# Exercise goal
In the listing below, please print the line that contains "Task: Indicate the person standing" and every line that follows it, exactly.

# Entries provided

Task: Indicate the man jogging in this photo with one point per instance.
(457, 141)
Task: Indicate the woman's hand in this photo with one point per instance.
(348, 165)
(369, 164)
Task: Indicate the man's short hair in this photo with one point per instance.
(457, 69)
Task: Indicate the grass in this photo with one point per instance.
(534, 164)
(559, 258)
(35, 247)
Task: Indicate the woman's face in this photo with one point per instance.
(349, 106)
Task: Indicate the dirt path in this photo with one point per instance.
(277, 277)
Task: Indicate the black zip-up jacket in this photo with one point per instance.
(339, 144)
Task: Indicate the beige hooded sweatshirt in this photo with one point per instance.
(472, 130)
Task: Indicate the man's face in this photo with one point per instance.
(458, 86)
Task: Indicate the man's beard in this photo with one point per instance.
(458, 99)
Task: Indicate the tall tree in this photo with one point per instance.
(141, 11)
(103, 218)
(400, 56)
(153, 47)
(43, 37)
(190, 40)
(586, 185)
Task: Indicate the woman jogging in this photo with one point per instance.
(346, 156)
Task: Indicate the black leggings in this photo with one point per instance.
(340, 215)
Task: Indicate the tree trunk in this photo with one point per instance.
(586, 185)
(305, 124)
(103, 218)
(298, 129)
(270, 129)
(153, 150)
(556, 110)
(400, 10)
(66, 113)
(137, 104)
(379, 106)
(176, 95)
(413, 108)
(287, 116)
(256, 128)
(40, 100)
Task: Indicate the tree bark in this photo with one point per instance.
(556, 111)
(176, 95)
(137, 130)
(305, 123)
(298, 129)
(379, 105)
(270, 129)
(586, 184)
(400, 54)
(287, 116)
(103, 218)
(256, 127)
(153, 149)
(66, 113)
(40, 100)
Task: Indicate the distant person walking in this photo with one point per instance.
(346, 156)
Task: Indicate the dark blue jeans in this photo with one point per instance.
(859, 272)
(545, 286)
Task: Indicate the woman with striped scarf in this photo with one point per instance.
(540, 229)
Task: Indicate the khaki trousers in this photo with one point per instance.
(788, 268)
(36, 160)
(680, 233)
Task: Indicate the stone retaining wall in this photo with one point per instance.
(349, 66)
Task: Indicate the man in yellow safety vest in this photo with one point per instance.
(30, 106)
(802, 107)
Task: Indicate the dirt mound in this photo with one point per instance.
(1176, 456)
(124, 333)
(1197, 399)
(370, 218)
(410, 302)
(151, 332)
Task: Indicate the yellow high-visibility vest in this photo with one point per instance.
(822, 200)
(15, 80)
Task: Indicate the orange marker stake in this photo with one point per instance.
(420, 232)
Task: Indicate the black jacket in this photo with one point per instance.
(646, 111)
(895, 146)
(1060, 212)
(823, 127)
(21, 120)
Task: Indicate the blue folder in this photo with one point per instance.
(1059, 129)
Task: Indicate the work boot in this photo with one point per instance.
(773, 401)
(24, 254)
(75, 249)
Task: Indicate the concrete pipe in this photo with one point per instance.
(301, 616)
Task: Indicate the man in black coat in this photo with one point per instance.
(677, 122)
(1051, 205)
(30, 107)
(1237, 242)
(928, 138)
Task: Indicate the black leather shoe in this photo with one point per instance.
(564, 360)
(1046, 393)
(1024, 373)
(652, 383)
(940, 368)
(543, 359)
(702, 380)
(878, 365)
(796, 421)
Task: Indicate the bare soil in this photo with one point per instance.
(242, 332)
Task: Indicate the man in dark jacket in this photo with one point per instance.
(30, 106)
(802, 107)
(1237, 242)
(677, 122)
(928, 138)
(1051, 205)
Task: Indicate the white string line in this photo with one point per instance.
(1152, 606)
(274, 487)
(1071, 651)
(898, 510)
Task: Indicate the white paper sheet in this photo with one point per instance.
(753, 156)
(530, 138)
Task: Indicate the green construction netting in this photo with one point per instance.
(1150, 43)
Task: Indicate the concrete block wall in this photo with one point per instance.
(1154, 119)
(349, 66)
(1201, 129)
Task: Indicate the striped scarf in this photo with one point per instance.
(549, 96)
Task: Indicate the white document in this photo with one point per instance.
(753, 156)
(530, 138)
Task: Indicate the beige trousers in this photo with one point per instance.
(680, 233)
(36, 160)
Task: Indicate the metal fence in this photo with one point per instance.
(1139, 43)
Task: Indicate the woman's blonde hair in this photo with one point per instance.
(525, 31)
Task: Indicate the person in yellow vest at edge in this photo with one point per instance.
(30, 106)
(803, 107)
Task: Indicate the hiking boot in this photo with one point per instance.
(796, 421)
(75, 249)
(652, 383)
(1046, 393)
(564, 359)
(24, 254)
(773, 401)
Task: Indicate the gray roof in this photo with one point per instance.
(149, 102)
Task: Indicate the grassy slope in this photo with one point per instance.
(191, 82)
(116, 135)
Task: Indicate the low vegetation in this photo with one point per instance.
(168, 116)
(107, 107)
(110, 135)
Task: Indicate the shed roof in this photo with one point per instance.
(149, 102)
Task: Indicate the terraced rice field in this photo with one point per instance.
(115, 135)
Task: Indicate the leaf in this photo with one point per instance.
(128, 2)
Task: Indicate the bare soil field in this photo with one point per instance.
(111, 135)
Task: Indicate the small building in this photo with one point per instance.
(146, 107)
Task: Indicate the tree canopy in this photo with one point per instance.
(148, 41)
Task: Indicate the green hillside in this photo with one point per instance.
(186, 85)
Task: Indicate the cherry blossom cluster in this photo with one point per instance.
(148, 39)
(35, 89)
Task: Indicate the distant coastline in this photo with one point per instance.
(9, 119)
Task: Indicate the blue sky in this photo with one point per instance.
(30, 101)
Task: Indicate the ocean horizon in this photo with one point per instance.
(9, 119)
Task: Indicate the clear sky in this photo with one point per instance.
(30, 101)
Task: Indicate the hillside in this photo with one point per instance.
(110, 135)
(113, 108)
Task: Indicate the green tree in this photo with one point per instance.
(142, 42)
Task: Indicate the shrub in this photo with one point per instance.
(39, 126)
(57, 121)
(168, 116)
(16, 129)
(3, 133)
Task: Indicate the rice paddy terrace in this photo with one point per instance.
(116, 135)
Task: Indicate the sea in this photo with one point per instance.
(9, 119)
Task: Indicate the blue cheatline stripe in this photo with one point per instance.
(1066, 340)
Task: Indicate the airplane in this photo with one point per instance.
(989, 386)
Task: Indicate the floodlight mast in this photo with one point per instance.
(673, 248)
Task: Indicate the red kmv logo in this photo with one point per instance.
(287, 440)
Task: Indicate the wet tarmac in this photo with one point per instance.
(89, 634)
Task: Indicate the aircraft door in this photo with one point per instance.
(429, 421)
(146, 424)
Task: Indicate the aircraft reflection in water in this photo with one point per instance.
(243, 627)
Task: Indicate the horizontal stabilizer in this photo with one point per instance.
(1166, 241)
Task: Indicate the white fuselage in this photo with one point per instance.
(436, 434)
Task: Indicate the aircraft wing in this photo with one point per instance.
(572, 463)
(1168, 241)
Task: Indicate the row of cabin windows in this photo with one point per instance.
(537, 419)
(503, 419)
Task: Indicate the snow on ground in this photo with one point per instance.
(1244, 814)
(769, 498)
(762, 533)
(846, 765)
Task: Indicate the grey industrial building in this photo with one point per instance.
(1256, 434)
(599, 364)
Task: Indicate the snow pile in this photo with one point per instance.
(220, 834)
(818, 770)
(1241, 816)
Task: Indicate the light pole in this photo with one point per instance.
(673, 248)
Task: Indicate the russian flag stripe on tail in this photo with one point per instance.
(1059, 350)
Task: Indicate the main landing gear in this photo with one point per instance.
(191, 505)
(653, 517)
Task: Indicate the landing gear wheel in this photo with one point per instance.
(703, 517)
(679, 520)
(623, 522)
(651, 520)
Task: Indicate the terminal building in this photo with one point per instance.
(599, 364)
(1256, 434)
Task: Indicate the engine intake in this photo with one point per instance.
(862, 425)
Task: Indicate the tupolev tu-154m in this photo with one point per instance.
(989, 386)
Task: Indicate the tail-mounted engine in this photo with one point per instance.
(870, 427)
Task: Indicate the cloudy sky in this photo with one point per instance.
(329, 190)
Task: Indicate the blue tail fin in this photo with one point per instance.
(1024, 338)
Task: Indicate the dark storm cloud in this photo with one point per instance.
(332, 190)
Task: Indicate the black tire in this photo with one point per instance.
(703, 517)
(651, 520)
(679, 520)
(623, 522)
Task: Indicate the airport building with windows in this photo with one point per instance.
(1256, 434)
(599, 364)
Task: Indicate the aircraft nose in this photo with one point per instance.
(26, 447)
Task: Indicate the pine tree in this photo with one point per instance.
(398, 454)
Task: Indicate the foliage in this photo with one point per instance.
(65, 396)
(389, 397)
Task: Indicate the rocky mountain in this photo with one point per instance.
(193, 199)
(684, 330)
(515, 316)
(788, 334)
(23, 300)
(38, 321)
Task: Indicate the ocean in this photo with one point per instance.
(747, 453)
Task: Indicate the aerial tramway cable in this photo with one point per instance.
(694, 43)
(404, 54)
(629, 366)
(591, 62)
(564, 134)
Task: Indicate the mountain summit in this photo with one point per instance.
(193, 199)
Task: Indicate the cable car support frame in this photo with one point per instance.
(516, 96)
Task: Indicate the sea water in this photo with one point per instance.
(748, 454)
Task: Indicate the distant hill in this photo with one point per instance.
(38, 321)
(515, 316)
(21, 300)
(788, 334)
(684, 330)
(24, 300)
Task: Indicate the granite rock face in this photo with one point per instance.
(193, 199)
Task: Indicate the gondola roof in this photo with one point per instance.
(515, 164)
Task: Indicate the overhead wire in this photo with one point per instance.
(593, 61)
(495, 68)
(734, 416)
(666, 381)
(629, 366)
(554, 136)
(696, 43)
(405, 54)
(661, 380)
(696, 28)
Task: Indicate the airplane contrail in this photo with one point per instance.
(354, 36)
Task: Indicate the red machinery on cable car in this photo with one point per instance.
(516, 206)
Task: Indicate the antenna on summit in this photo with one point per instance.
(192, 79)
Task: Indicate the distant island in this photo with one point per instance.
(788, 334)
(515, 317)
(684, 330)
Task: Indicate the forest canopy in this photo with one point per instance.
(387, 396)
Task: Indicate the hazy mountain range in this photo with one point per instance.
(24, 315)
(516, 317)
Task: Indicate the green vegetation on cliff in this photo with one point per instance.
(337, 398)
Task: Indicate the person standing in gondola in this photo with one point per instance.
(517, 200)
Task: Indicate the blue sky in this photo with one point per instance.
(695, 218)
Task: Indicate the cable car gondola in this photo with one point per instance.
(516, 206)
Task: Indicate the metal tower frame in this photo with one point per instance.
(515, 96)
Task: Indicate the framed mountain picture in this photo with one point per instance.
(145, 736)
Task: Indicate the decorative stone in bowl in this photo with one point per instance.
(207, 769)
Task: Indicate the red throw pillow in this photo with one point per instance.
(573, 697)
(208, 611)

# Full response
Task: Indicate the person standing in gondola in this photo with one point per instance.
(517, 200)
Task: Indicate the blue sky in this photo with one point per instance.
(695, 218)
Task: Indicate the cable car gondola in this photo with one point per instance.
(516, 206)
Task: Indicate the metal tower frame in this photo with one point per instance.
(515, 96)
Task: Indicate the framed mountain picture in this photo with one point per instance.
(145, 736)
Task: Indicate the decorative stone in bowl in this photo with one point per instance.
(207, 769)
Task: Indicate the red throw pillow in this photo with one point per instance.
(573, 697)
(208, 611)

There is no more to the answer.